TASK INSTRUCTIONS:
Copy out every row below, requests included, and rescale each point coordinate in the answers by multiplying it by 0.65 and rounding to a whole number, halves up, while keeping the sample coordinates in the requests unchanged. Leave the pictures out.

(Object pointing dataset rows)
(begin)
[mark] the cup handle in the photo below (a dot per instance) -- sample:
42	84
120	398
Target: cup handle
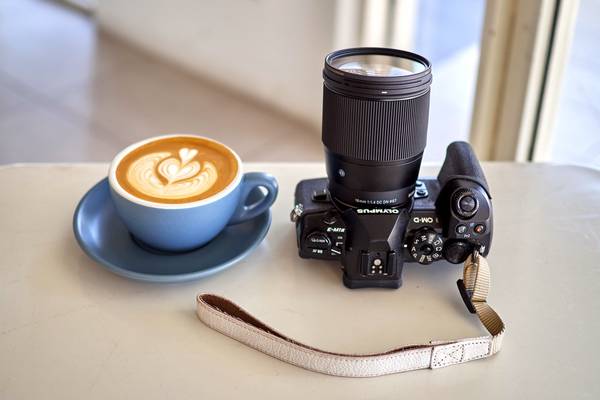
251	181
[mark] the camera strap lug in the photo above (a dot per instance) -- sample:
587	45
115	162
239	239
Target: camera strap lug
231	320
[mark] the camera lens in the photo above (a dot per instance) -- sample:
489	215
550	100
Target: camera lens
377	65
375	114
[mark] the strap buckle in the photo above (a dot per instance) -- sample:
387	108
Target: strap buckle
466	296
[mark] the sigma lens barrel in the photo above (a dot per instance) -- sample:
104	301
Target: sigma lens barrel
375	114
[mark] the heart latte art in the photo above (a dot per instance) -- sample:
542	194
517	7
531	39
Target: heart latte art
177	170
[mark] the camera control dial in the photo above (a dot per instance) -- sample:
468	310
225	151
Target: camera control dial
426	246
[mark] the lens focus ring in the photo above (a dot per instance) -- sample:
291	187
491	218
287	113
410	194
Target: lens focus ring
375	130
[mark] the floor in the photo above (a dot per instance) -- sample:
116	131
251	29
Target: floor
71	93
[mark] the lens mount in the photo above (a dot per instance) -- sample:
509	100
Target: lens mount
377	73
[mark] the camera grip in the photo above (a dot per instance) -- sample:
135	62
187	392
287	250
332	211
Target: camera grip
462	163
(end)
CORRECT RESULT:
[mark] the cup handle in the photo below (a dot per instance) -- sample:
42	84
120	398
Target: cup handle
163	118
[mark] the camera strap lug in the photo above (a dot per instance) -- sample:
587	45
115	162
239	239
Target: camera strap lug
150	208
[mark] the camera lens in the photo above (a dot per instance) -- sample:
489	215
550	100
Target: camera lens
245	42
244	74
[mark] the strap buckle in the photo above (a dot per instance) -- sample:
387	108
Target: strap buckle
303	192
[mark] the sigma lens barrel in the photo above (a dot per instance) -- sample:
104	301
Target: sigma lens barrel
244	74
[mark] the heart latte art in the photo above (a dot per instance) -- sample:
542	194
517	7
531	39
Target: heart latte art
115	111
[mark] the camera control dial in the photo above (a dot per instance) -- sample:
468	310
225	151
Target: camera control dial
277	160
[mark] the lens focus ring in the photo above (a dot per instance) -- sample:
291	187
491	218
287	113
410	194
Target: lens focus ring
244	85
[mark] the floor in the photo above (a dot per instance) -- sample:
116	131
251	29
Target: floor
46	60
[mark] the lens mount in the photo above (a dot per instance) -- sample:
509	100
Target: lens mount
245	47
[mark] the camera grip in the photo above (a dot per instance) -- sample:
135	62
187	392
287	250
332	211
Target: camera grip
300	106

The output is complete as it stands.